[Start Exercise data]
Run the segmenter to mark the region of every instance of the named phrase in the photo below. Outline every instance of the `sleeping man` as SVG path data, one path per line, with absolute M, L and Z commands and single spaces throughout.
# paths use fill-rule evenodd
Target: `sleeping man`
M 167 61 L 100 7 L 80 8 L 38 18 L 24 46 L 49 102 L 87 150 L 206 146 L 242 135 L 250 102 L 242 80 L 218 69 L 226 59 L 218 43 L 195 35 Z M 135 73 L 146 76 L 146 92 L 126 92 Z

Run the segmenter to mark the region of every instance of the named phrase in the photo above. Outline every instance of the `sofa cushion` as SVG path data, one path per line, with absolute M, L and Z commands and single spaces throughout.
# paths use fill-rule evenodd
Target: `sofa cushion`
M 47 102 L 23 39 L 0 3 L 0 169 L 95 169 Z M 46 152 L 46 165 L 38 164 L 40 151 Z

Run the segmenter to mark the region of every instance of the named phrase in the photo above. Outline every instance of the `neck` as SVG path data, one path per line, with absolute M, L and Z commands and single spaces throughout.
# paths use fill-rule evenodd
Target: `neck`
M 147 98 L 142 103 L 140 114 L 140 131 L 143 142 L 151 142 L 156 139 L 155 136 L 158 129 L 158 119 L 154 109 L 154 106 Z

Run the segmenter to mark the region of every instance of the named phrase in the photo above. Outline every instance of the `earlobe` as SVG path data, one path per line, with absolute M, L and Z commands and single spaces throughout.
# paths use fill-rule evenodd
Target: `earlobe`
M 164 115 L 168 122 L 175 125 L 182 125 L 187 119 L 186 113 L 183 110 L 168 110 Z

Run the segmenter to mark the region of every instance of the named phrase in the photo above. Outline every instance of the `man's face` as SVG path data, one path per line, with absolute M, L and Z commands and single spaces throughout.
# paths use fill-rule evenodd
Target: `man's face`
[End Exercise data]
Copy every one of the lines above character for character, from the first line through the last.

Run the segmenter to mark the region of every instance of the named phrase in the photo below. Outline every instance of the `sleeping man` as SVG path data, one path per line, with absolute M, L and Z commands and single spaces throughout.
# paths use fill-rule evenodd
Target: `sleeping man`
M 167 61 L 100 7 L 80 8 L 38 18 L 24 46 L 49 102 L 87 150 L 206 146 L 242 135 L 250 102 L 242 80 L 218 69 L 226 59 L 218 43 L 195 35 Z M 135 73 L 146 76 L 146 92 L 126 92 Z

Run the segmenter to mark the region of every instance of the named phrase in the photo above. Outline every instance of the `sofa cushion` as SVG path data, one path per line, with absolute M, L and Z commands and single spaces throughout.
# paths use fill-rule evenodd
Target: `sofa cushion`
M 47 102 L 23 39 L 0 3 L 0 169 L 95 169 Z M 46 152 L 46 165 L 38 164 L 40 151 Z

Run the segmenter to mark the region of every instance of the named phrase in the photo above. Outline every instance of the `neck` as SVG path data, one path per line, with absolute M, L and Z commands and single spaces throughout.
# paths use fill-rule evenodd
Target: `neck`
M 147 98 L 142 103 L 140 114 L 140 131 L 143 142 L 151 142 L 156 139 L 155 136 L 158 129 L 158 119 L 154 109 L 154 106 Z

Run the segmenter to mark the region of every instance of the named phrase in the photo above. Outline every instance of the `earlobe` as SVG path data, one path per line, with absolute M, L and Z commands and single spaces throughout.
# paths use fill-rule evenodd
Target: `earlobe`
M 164 115 L 168 122 L 175 125 L 182 125 L 187 119 L 186 113 L 183 110 L 168 110 Z

Run the segmenter to mark the region of every instance of the named phrase in the photo above. Outline every instance of the `man's face` as SVG path data, one path per line, with absolute M, L and Z commands and single spaces throughout.
# paths use fill-rule evenodd
Target: `man's face`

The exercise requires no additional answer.